▶ [Passage]:
+-------+

Monday, January 14, 2008 at 5:45 pm
Bill
Well, I just had an interesting HA experience that I thought I would share.
I setup port security with violation shutdown on my switches that do the VMware traffic and had kind of forgotten about it. When our physical server running virtual center died, I decided it was time to re-build it as a VM since I hate our physical servers. I added a VM port group to the console switch, built the VM, and then ‘connected’ the virtual NIC from the VM to the Service console.
As I learned latter this caused my port security to shutdown the port (MAC address violation) which caused the host to think that it was isolated. Sure enough it powered down the VM’s that I had running on that server (luckily only 2 at the time) and then powered them back on on the other ESX server.

+-------+

▶ [The input]:
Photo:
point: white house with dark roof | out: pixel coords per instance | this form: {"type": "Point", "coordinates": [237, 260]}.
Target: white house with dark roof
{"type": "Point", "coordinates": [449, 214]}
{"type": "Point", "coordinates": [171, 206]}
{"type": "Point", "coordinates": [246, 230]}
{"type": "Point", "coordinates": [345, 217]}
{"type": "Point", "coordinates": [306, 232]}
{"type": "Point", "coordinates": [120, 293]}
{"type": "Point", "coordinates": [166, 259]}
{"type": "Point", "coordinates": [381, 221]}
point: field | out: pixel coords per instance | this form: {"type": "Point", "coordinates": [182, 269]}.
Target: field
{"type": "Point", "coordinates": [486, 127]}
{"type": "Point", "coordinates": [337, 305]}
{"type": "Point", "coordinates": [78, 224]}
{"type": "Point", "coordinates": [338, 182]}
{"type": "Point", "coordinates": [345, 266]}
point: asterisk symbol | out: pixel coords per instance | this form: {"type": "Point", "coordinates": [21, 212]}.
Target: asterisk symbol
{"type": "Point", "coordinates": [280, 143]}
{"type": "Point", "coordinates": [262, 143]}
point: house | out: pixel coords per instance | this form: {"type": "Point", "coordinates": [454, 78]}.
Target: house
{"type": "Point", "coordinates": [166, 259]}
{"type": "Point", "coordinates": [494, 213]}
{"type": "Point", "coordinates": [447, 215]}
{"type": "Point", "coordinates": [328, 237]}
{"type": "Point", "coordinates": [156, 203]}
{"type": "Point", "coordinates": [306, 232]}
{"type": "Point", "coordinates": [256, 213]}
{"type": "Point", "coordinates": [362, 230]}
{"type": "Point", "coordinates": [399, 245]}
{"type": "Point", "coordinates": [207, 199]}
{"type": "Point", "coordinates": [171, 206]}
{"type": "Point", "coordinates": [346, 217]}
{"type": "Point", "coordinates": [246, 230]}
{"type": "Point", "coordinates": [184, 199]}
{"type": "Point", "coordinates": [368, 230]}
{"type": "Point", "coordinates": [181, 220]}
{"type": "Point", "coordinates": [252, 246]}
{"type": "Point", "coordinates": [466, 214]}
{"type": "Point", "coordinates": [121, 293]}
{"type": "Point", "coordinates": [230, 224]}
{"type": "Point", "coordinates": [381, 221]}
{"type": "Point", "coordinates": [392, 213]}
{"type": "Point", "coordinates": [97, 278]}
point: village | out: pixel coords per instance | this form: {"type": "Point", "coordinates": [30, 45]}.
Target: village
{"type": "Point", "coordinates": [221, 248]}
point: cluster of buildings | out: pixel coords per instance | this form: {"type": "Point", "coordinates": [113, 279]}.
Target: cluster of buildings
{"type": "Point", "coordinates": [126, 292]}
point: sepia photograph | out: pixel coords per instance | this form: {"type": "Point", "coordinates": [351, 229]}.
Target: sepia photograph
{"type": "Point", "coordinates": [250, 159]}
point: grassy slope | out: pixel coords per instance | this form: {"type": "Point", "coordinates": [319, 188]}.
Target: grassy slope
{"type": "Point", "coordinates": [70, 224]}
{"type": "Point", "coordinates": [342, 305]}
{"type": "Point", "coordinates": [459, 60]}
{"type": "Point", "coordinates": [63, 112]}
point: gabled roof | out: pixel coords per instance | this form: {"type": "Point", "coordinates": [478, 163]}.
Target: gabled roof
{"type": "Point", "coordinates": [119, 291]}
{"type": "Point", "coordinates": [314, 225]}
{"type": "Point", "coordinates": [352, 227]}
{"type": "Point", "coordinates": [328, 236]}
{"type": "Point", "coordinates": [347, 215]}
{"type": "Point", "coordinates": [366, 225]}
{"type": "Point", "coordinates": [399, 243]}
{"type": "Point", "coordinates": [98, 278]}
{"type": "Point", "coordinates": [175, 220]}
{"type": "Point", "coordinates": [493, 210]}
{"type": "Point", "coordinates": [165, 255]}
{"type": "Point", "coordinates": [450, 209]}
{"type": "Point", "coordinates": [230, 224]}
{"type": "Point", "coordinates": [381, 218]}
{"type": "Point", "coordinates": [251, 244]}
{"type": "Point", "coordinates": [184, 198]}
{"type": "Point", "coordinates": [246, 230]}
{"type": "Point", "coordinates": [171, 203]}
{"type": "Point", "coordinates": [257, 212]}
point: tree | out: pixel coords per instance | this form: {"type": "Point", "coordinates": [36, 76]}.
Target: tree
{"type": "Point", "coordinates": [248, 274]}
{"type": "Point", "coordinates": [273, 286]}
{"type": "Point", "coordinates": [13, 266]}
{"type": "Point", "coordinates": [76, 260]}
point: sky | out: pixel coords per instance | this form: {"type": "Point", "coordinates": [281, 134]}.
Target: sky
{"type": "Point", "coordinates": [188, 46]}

+-------+

▶ [Problem set]:
1 - Print the part of the VMware HA post between "Monday, January 14, 2008" and "other ESX server.", inclusive.
2 - In the rows, switch "pixel coords" to "pixel coordinates" and give back only the lines between the one holding "point: sky |" and the last row, inclusive, with everything else left as it is.

▶ [Solutions to the problems]:
1 -
Monday, January 14, 2008 at 5:45 pm
Bill
Well, I just had an interesting HA experience that I thought I would share.
I setup port security with violation shutdown on my switches that do the VMware traffic and had kind of forgotten about it. When our physical server running virtual center died, I decided it was time to re-build it as a VM since I hate our physical servers. I added a VM port group to the console switch, built the VM, and then ‘connected’ the virtual NIC from the VM to the Service console.
As I learned latter this caused my port security to shutdown the port (MAC address violation) which caused the host to think that it was isolated. Sure enough it powered down the VM’s that I had running on that server (luckily only 2 at the time) and then powered them back on on the other ESX server.

2 -
point: sky | out: pixel coordinates per instance | this form: {"type": "Point", "coordinates": [281, 134]}.
Target: sky
{"type": "Point", "coordinates": [188, 46]}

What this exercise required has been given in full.